COMPITO BREVE >> Traduci in inglese questa frase del testo sulla Quaresima: «Il deserto provoca la nostalgia della schiavitù e la paura della libertà.»

TESTO DI LETTURA >>
'''

Tra l’acqua e il deserto

I di Quaresima B (Gn 9,8-15; 1Pt 3,18-22; Mc 1,12-15)

Il tempo di Quaresima si apre sospeso tra l’acqua e il deserto. Accostamento insolito, ma non si può vivere nel deserto e non si può vivere nell’acqua, eppure sono entrambi passaggi, impossibili ma necessari. La quaresima è la strada che ci fa attraversare questi due luoghi, è spiraglio che ci fa passare oltre i confini del male e della morte.

Le acque del diluvio diventano quelle del Battesimo, la polvere del deserto è l’aridità e la prova che ogni credente è chiamato ad affrontare, perché fare Quaresima è riscoprire che la vita risorge possibile perché Gesù ha attraversato per noi il limite del male e della morte. Ed è da questa sua scelta che sorge per noi il nuovo arcobaleno di grazia, che unisce la terra al cielo, che riannoda legami spezzati. Non più un arco di guerra appeso alle nubi, ma uno strumento di morte, la croce, che, ancorato alla terra, ci proietta e ci innalza oltre le nostre morti, per farci sentire l’annuncio insperato e inatteso: al vangelo possiamo credere. E non c’è notizia più lieta.

Lo Spirito sospinse Gesù nel deserto e nel deserto rimase quaranta giorni, tentato da Satana. Stava con le bestie selvatiche e gli angeli lo servivano. 

Gesù nel deserto rimase quaranta giorni. Ci va spinto, anzi, scacciato dallo Spirito. Lo Spirito preme e forza Gesù perché inizi da lì la sua missione, perché compia lì la sua prima opera. Quaranta giorni nel deserto, a dire che è tutta la vita a fare i conti con il deserto, la prova e la negazione, il silenzio e la morte, la precarietà e l’essenzialità. 

Nel deserto la vita si gioca a partire dalla morte. Quella nel deserto è vita che si riceve in dono, è silenzio che viene abitato. Il deserto provoca la nostalgia della schiavitù e la paura della libertà.

Come Noè sull’arca e Mosè del deserto, Gesù deve sfidare ciò che ci fa più paura. Deve restare sospeso, tra Dio e Satana, tra il bene e il male, tra la vita e la morte, tra gli angeli e le bestie. La nostra è vita in bilico, sull’orlo del baratro, aggrappati ad un arcobaleno, a quel pezzo di legno, la croce, ancorato alla terra. 

Pongo il mio arco sulle nubi, 
perché sia il segno dell’alleanza 
tra me e la terra.

'''

DATI DI PARTENZA >>
'''

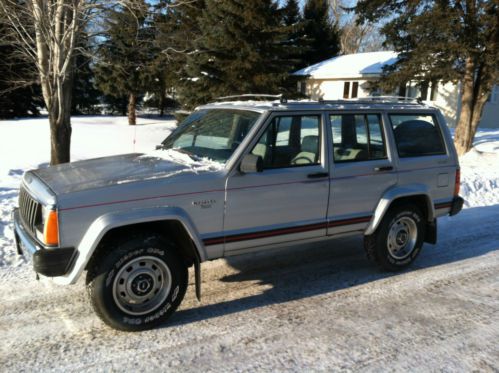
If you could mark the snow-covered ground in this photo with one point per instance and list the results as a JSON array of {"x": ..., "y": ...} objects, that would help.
[{"x": 315, "y": 307}]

'''

RISPOSTA CORRETTA >> The desert stirs up nostalgia for slavery and fear of freedom.